§ Passage given

** START **

Gunmen seized Ms Romano, who was working for an Italian charity called Africa Milele, in northern Kenya in November 2018. No group claimed responsibility for the kidnapping, which brought fears of an upsurge in attacks by militant Islamists.

She was found in Somalia, some 30 kilometres outside of the capital of Mogadishu, and was released thanks to efforts by the external intelligence agency, Italy's Foreign Minister Luigi Di Maio said.

Ms Romano touched down at Rome's Ciampino airport aboard a special flight on Sunday afternoon and was escorted by masked men from the intelligence service.

She temporarily removed her protective mask to wave as she descended the steps from the jet before hugging relatives waiting for her at the airport. She was greeted by Prime Minister Giuseppe Conte and Mr Di Maio.

"I am literally bursting with joy at this moment. But it is hard even only to think, please let me breathe. I need to withstand the shock, happiness is so big that it is exploding," Silvia's father Enzo was quoted as saying by several Italian newspapers on Sunday.

In her home neighbourhood in Milan, church bells saluted her arrival, with many people on their balconies, SKY TG24 showed. Ms Romano is expected to meet prosecutors in Rome later on Sunday.

“I was strong, and resisted,” Ms Romano was quoted by Italian newspapers as saying after her release.

Italian news reports said that after her kidnapping, Ms Romano ended up in the hands of militants linked to Somalia's Al Shabab Islamic extremists.

Al Shabab has been blamed for a series of kidnappings of foreigners along Kenya’s coast. It has periodically staged attacks in Kenya, including an attack on a university in April 2015 in which 148 people were killed.

Italian daily Corriere della Sera reported on its website that Italy paid a ransom to free the woman.

Prime Minister Conte said that the task force working to free Ms Romano had been in the final stages "for the last months", after having proof that she was still alive.

"We are so glad to welcome Silvia back in such a delicate moment for the country," the premier said.

** END **

§ Required task A
Say whether each statement below agrees with the news passage about Ms Romano's release. Answer yes or no, and quote the deciding words of the passage. (i) Ms Romano was found about 30 kilometers outside Mogadishu. (ii) A militant group claimed responsibility for her kidnapping. (iii) She landed at Rome's Ciampino airport on a Saturday afternoon.

§ Supplied records
** START **

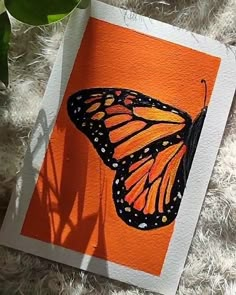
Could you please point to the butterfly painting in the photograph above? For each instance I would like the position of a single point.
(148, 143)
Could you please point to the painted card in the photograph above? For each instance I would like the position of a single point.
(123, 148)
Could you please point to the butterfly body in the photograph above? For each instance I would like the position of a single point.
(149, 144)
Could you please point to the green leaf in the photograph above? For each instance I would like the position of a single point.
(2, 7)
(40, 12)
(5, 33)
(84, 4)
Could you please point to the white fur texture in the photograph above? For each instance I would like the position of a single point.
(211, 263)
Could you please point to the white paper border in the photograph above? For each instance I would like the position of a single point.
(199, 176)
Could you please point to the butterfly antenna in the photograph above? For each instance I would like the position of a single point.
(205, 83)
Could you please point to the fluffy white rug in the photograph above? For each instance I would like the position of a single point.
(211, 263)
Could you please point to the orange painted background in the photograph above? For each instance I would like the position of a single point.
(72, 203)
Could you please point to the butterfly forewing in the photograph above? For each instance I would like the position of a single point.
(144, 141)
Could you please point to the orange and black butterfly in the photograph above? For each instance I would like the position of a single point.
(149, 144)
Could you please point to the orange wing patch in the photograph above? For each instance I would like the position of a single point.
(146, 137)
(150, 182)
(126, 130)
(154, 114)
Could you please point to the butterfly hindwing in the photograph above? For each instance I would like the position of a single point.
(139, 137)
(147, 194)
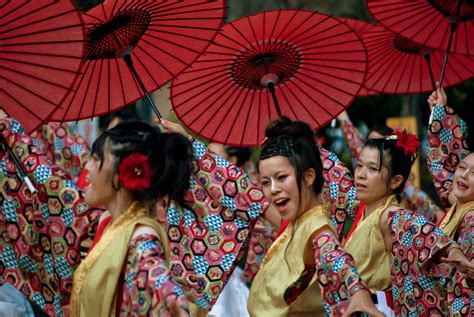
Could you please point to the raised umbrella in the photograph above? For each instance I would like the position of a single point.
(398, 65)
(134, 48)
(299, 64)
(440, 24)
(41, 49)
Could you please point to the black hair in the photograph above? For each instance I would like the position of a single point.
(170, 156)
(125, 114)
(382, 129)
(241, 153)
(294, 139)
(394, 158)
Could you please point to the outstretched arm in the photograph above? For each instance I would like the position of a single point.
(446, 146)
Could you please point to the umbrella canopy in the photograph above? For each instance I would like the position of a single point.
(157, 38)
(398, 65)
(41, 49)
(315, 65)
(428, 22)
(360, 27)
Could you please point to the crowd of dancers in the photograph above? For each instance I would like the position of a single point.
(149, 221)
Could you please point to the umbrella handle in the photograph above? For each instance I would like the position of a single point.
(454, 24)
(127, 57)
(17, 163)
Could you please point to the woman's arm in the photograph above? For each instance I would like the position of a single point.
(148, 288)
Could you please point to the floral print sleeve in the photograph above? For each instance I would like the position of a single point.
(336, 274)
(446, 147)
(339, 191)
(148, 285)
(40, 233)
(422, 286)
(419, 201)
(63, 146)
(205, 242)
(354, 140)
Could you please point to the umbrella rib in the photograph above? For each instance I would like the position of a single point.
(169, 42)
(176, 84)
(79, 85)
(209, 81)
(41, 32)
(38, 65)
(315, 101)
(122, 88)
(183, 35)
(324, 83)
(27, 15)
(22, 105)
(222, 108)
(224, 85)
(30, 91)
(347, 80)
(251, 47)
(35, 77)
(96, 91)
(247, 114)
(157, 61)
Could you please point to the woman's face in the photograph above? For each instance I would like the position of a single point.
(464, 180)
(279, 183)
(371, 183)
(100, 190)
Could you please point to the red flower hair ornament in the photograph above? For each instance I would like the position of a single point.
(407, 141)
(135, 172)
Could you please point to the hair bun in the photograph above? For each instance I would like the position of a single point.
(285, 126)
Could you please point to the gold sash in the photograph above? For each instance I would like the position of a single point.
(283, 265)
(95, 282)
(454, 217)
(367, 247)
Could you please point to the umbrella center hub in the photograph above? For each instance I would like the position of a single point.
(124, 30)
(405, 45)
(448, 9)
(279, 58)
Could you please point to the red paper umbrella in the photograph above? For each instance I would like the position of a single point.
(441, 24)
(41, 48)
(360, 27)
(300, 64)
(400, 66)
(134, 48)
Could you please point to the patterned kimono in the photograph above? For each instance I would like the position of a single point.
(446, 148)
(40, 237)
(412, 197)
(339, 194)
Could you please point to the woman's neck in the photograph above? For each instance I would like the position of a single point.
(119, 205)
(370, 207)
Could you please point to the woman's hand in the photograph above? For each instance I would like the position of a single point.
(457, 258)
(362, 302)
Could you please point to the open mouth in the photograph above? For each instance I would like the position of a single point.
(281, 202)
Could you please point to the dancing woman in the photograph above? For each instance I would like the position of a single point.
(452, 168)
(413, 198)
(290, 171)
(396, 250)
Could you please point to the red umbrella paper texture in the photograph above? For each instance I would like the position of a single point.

** END **
** START **

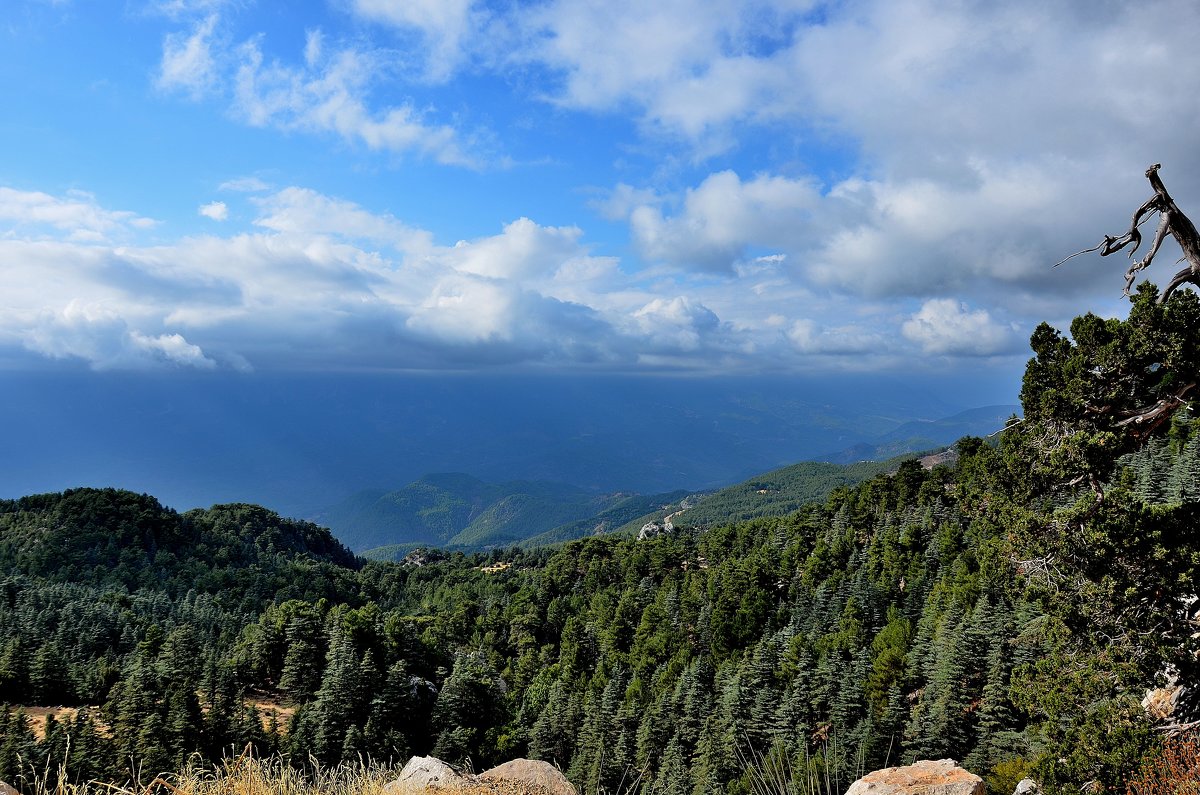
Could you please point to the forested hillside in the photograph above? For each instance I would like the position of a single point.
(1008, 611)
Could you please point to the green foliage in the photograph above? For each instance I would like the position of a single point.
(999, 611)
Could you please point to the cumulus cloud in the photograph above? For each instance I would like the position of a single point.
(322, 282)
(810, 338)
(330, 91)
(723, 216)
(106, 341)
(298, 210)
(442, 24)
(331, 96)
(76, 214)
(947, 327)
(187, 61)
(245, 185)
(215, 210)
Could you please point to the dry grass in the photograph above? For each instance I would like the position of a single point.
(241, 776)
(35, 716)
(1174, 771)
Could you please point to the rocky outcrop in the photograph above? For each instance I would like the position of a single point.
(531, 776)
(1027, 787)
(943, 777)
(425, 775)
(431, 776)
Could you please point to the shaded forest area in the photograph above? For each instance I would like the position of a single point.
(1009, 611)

** END **

§ Required task B
Identify and copy every line of the records that contains the word "orange". Case counts.

§ Full answer A
(i) Yes: "some 30 kilometres outside of the capital of Mogadishu"
(ii) No: "No group claimed responsibility for the kidnapping"
(iii) No: "touched down at Rome's Ciampino airport aboard a special flight on Sunday afternoon"

§ Full answer B
Could you please point to the orange painted background in the photograph above? For each instance I would like the position of a single point.
Could you please point to the orange and black butterfly in the photograph above? For each instance I would like the position of a single point.
Could you please point to the orange wing patch in the photograph above? For each instance I would like the position of a single point.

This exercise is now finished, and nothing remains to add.